* BEGIN Extracted records *
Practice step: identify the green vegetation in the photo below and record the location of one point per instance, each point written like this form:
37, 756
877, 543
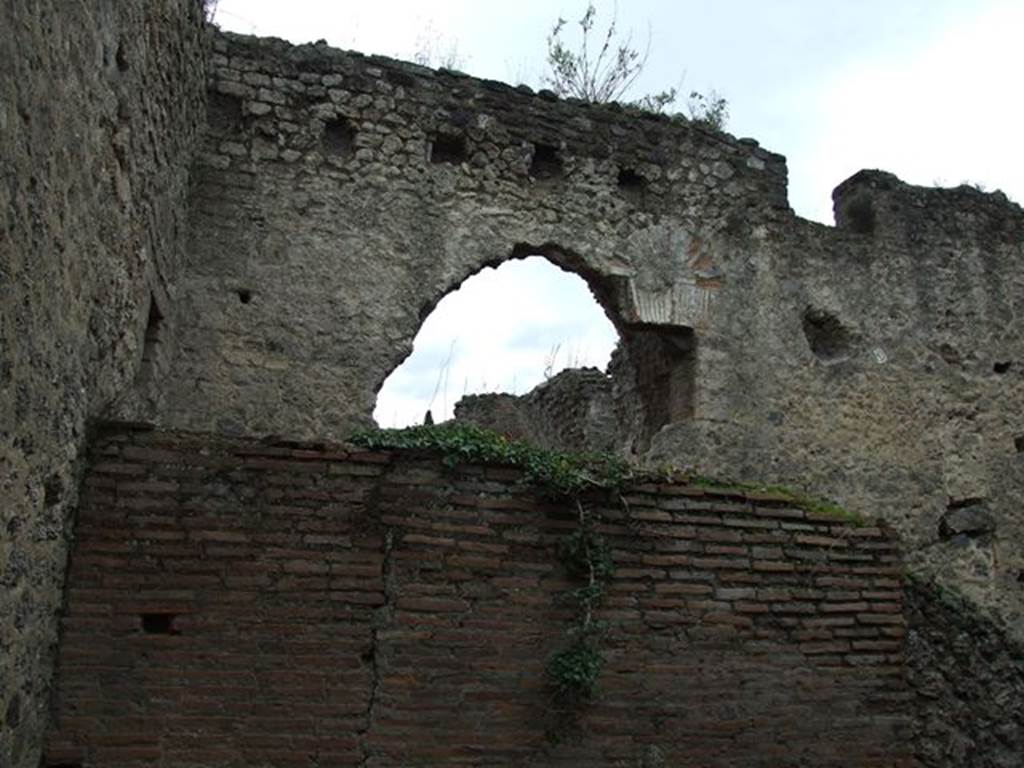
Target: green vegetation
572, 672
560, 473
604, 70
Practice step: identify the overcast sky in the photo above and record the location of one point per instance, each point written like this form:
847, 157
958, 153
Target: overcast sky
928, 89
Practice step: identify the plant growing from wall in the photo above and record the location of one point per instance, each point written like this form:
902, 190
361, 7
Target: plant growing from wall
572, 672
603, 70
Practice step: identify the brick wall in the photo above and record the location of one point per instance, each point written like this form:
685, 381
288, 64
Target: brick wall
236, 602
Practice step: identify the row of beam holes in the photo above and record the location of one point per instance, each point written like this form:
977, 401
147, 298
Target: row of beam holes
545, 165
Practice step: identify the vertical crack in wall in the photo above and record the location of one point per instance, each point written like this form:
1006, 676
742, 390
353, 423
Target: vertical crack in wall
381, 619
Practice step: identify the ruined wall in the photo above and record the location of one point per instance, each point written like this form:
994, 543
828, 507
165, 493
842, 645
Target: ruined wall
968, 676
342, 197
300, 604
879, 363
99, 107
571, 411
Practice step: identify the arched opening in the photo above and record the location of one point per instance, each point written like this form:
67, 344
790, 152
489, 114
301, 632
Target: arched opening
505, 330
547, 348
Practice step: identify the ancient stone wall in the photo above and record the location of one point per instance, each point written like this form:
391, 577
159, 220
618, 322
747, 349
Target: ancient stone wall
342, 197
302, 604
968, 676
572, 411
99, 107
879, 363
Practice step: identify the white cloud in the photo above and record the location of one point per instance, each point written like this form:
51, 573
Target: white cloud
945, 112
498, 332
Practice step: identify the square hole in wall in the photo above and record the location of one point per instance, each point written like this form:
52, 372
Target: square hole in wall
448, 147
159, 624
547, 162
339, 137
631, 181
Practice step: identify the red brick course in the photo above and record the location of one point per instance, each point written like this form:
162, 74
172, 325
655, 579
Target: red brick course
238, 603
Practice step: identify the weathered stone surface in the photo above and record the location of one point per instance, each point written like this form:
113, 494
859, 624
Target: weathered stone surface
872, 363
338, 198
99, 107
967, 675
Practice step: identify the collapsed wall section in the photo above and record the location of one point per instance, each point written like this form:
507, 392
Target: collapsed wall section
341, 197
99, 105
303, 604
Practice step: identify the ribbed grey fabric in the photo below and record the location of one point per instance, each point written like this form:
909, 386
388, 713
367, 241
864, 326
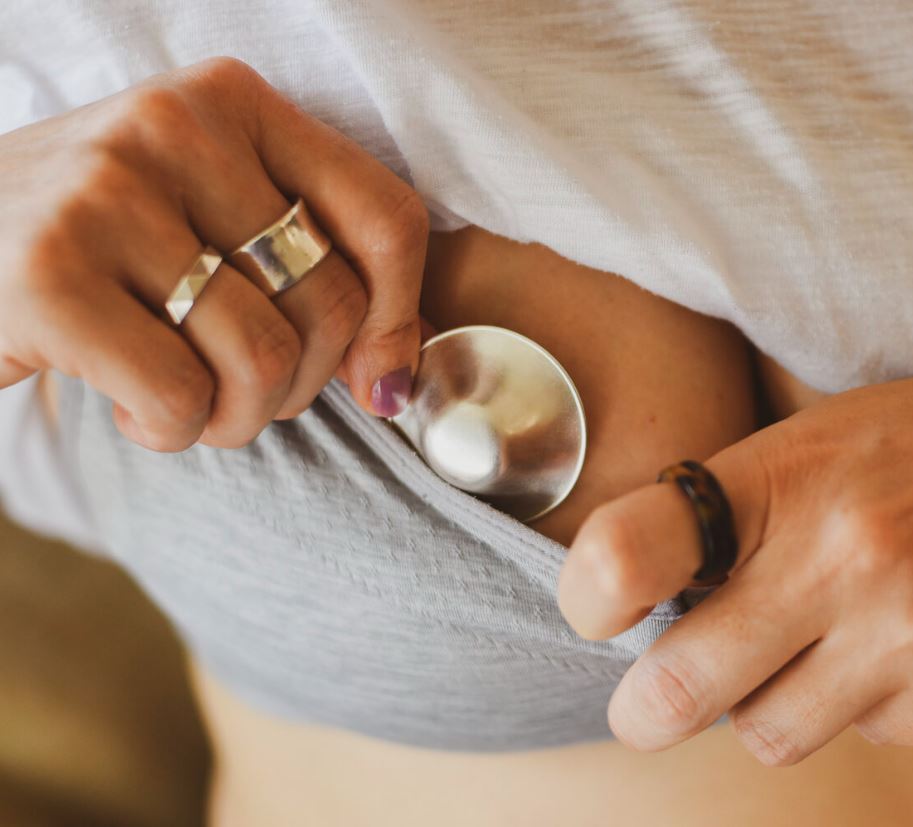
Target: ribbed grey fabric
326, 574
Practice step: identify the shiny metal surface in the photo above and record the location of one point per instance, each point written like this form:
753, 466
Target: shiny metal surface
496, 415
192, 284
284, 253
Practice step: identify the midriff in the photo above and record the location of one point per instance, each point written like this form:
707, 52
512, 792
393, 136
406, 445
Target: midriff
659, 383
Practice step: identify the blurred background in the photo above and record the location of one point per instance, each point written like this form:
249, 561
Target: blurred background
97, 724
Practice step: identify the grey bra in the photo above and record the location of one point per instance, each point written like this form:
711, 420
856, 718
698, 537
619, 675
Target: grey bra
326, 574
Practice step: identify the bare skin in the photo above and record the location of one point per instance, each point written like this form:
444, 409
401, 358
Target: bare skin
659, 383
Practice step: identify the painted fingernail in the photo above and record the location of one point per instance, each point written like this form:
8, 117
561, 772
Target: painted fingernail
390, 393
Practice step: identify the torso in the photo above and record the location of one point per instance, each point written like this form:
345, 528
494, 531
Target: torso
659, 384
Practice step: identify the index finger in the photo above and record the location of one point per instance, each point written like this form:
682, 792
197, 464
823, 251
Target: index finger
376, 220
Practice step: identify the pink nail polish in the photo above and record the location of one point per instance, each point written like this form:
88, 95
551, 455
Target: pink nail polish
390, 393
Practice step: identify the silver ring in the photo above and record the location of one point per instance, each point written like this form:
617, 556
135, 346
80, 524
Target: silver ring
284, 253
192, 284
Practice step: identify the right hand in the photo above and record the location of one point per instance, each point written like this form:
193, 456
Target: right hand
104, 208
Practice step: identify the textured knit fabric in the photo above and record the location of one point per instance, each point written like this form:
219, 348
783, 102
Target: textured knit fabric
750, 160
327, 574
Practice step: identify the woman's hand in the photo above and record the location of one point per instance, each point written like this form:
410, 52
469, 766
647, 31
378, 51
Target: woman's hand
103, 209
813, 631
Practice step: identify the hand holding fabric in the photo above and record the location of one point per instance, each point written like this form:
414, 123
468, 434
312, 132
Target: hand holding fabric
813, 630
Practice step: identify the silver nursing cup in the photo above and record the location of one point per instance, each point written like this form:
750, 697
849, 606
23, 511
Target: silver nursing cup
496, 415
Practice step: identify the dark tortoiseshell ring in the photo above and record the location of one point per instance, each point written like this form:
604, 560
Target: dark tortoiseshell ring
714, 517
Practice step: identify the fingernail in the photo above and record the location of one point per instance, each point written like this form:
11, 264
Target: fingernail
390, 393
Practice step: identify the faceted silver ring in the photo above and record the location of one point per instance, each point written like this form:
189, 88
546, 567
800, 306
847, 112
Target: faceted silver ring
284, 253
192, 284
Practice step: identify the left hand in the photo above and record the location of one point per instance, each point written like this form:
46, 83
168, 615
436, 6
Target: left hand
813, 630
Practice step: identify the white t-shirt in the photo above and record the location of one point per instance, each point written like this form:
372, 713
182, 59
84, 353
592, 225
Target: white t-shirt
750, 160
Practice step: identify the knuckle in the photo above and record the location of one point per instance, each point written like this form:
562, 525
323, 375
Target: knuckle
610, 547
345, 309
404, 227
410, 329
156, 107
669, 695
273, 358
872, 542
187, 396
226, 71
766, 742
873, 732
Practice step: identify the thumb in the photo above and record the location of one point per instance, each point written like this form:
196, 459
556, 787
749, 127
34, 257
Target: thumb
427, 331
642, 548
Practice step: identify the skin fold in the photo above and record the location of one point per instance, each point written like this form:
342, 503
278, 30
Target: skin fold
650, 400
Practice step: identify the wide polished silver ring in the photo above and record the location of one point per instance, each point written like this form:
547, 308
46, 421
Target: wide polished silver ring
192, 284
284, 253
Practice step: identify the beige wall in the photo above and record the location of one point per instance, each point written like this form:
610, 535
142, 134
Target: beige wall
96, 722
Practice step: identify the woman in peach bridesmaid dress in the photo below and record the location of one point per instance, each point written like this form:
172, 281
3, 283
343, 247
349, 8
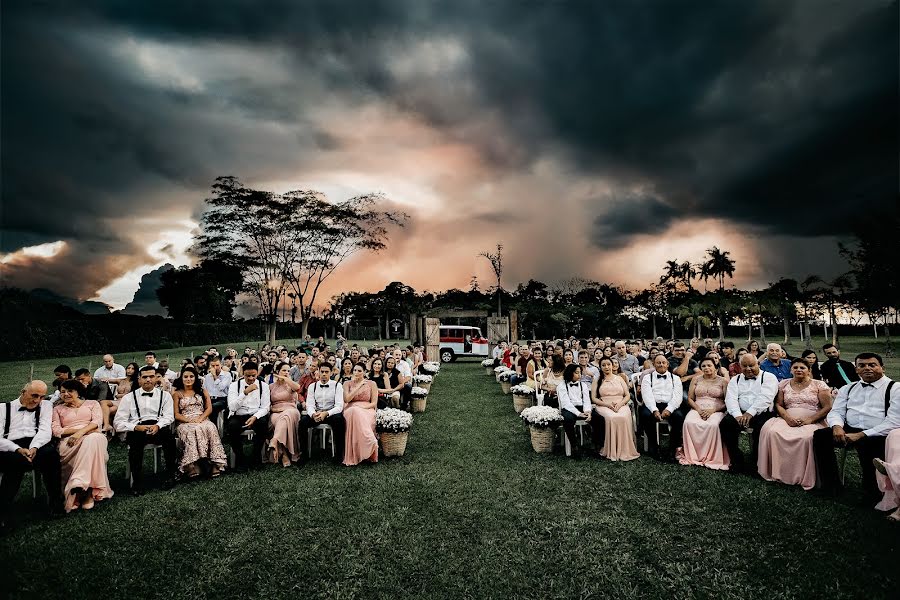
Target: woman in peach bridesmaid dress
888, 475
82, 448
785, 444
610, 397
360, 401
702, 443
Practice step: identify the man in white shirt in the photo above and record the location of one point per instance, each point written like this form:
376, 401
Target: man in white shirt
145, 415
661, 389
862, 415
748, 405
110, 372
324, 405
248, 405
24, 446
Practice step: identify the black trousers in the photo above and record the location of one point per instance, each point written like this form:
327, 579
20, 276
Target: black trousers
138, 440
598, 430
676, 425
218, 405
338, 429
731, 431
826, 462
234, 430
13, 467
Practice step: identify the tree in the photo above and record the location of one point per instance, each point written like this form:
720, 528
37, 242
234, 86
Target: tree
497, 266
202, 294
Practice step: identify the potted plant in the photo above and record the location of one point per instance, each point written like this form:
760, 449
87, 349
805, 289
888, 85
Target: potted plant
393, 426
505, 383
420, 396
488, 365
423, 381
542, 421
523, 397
* END Extracted records *
Do this:
Each line of the data should be quoted exactly, with pictures left out.

Result:
Practice step: identify the green vegetation in the photo below and record the location of one point per instance, each point written like this form:
37, 756
877, 543
Target: green vegetation
572, 672
560, 473
604, 70
Practice step: identify the overcast sky in the photo above and record the location of one point per instance, each point written like this form:
847, 157
958, 153
Target: overcast sky
928, 89
Practice step: identify the plant growing from wall in the photo above and record the location of one point per instance, each point written like this form:
902, 190
361, 7
Target: plant growing from wall
572, 672
603, 70
Practice step: identify the brick wall in the photo above and record the location of one point per instance, each point written like this form:
685, 381
288, 64
Target: brick wall
236, 602
Practice step: identify the row of beam holes in the photo above and record the location of one point per instance, each point written like this form:
977, 401
147, 298
Target: row of beam holes
545, 165
Practice step: identify the vertical crack in wall in the photo above and record the location of one point per instance, each point written like this form:
1006, 676
742, 390
353, 423
Target: vertical crack in wall
381, 619
Practice step: identify the ruined wall in the photo above and record the location of one point per instance, each point written like this form:
994, 543
828, 507
165, 493
842, 645
Target: ruined wall
968, 676
342, 197
300, 604
879, 363
99, 107
571, 411
Practice step: identify the arched opening in the photo above and record the location of one point per instance, each point written like this form:
67, 344
790, 152
489, 114
301, 632
Target: arched opening
505, 330
547, 348
Practice step: identify the ancient stone wall in the photo above and record the location of one point per instance, each point written like this form:
391, 577
159, 220
618, 322
747, 349
Target: ancient stone wall
342, 197
302, 604
968, 676
572, 411
99, 107
879, 363
Practice step: identify the white cloud in the photo above and record the location of one point per instance, each point written like this form:
51, 573
Target: white cloud
945, 112
498, 332
Practice step: identify the square hole in wall in the photo above and record the location of one point per instance, each point written like this form:
52, 372
Target: square hole in wall
448, 147
159, 624
547, 162
339, 137
631, 181
Practice step: identify the red brick course in the photo above and record the location of one point per instance, each point written like this form:
162, 74
172, 325
655, 579
Target: red brick course
238, 603
Practice step: identify the weathered stone surface in the photo above and record the location of one point per instance, each point written like this form:
113, 494
859, 624
Target: weathered stone surface
872, 363
338, 198
99, 107
967, 675
Practice step: identify the collapsed wall section in the photo above and record the location of one point per instance, each point written like this form:
507, 392
Target: collapsed wall section
341, 197
99, 105
303, 604
Practice step: identify the ribbed grey fabric in the photo below and record the location of one point per instance, each point written like this form:
909, 386
388, 713
367, 241
864, 326
Target: ribbed grey fabric
326, 574
Practice step: identify the shiny metal surface in the photo above and record the location of one point per instance, each point written like this form:
753, 466
Target: shiny metal surface
496, 415
192, 284
284, 253
Practice step: identify the midriff in the photo above and record the location of one point per instance, each point written like this form:
707, 52
512, 792
393, 136
406, 445
Target: midriff
659, 383
Practice step: identify the blurred background in the photo above and record the location of one point per instance, each point written like this form:
249, 561
Target: blurred background
97, 724
Practice step: identify the grey bra in the photo above and record the location of one point per instance, each point written like this form:
711, 420
856, 718
698, 537
619, 675
Target: grey bra
326, 574
Practice step: identify the bare skin in the photo above and record the location of one point per instance, each point written like this form:
444, 409
401, 358
Target: bare skin
659, 383
Practice step: identify the painted fingernail in the photo above and record the location of one point per instance, each point written like this form:
8, 117
561, 772
Target: painted fingernail
390, 393
Practice step: identify the torso in the photo above and record the location of one point per instance, each point written like this form:
345, 528
494, 531
Target: torso
659, 384
Practice step: identify the index finger in the photo above and record the location of one point per instance, each point written like this form:
682, 792
197, 464
823, 251
Target: index finger
376, 220
Practice step: identify the pink nail polish in the photo above and record the location of one point per instance, each point written like this form:
88, 95
551, 455
Target: pink nail polish
390, 393
Practice step: identify the silver ring in the photo above and record the location of one point per instance, each point written like this form:
617, 556
135, 346
80, 524
Target: silver ring
284, 253
192, 284
Practice step: identify the right hand in the photo above and record the location of one point per instance, each point written like this form:
193, 456
Target: right hand
104, 208
Practice step: identify the textured knit fabric in the photo above and record the location of one point per instance, each point written like this form:
219, 348
783, 102
Target: textured knit fabric
750, 160
327, 574
Practice step: identify the woman's hand in the photo above and record the location of one point per instance, each point written like this form:
410, 52
469, 766
647, 31
378, 51
Target: woman's hand
103, 209
813, 631
Practice step: identify the hand holding fabric in the photo above and record the location of one point per instance, each point written like this form:
414, 123
468, 434
312, 132
Target: hand holding fabric
813, 630
Practice step: identify the silver nursing cup in the photo above and record the location of one point per instance, each point written like this form:
750, 697
849, 606
23, 511
Target: silver nursing cup
496, 415
Practice step: identify the dark tortoiseshell ring in the photo above and record the location of one point per instance, each point written like this form:
604, 560
Target: dark tortoiseshell ring
714, 517
Practice step: identify the fingernail in the photo above and record the location of one point per instance, each point written like this form:
11, 264
Target: fingernail
390, 393
Practice step: identify the faceted silver ring in the photo above and record the location of one point per instance, each point written like this form:
189, 88
546, 567
800, 306
847, 112
Target: faceted silver ring
284, 253
192, 284
Practice step: identify the left hand in the photo above and record the location of one point per instance, each point written like this form:
46, 83
168, 615
436, 6
Target: left hand
813, 630
Practice step: identify the white t-shirt in the photo above and record the location of one point per instance, each point written like this form:
372, 713
182, 59
84, 353
592, 225
Target: white t-shirt
750, 160
Practice step: identify the knuckle in the photo above and record the location of one point per instance, each point written like this form:
562, 525
323, 375
Target: knuckle
610, 547
345, 309
404, 227
410, 329
156, 107
669, 695
273, 358
872, 542
187, 396
226, 71
766, 742
873, 732
Practice step: identify the thumb in the photo above and record the location of one point per instance, each point written like this form:
196, 459
556, 787
749, 127
34, 257
Target: thumb
427, 331
642, 548
Practice step: identify the skin fold in the photo above and record the location of one point per instance, each point written like this form:
342, 503
278, 30
Target: skin fold
650, 400
Practice step: identify the wide polished silver ring in the photo above and record the location of one point per instance, each point written like this form:
547, 308
46, 421
Target: wide polished silver ring
192, 284
284, 253
Practice step: identify the beige wall in the photo above and record the location of one point per instance, each point written like this form:
610, 535
142, 134
Target: beige wall
96, 722
Practice step: identify the woman in peach bridesmaid dress in the photo below and record the location of one point per instance, each point written like this form:
172, 281
3, 283
343, 247
349, 8
Target: woman in peach bridesmaid dress
888, 475
82, 448
785, 444
610, 397
360, 401
702, 443
Practice step: identify the man in white shirt in the photo above and record the location of one point per instance, each point written like this form:
376, 401
Target: man in white shirt
145, 415
661, 389
862, 415
748, 405
110, 372
324, 405
248, 405
24, 446
Practice step: identify the black trousers in the photo above and record the location of one point per instance, each point written like this form:
327, 579
20, 276
Target: black trousers
138, 440
598, 430
676, 425
218, 405
338, 429
731, 431
826, 462
234, 430
13, 467
Practice step: identify the tree in the photo above and record the location of one point per instance, each point written like this form:
720, 528
37, 242
234, 86
Target: tree
497, 266
202, 294
Practice step: identify the potted plant in the photo above and record the location of one point per instance, each point written like this form:
760, 449
87, 349
805, 289
888, 85
Target: potted plant
393, 426
505, 383
420, 396
488, 365
423, 381
542, 421
523, 397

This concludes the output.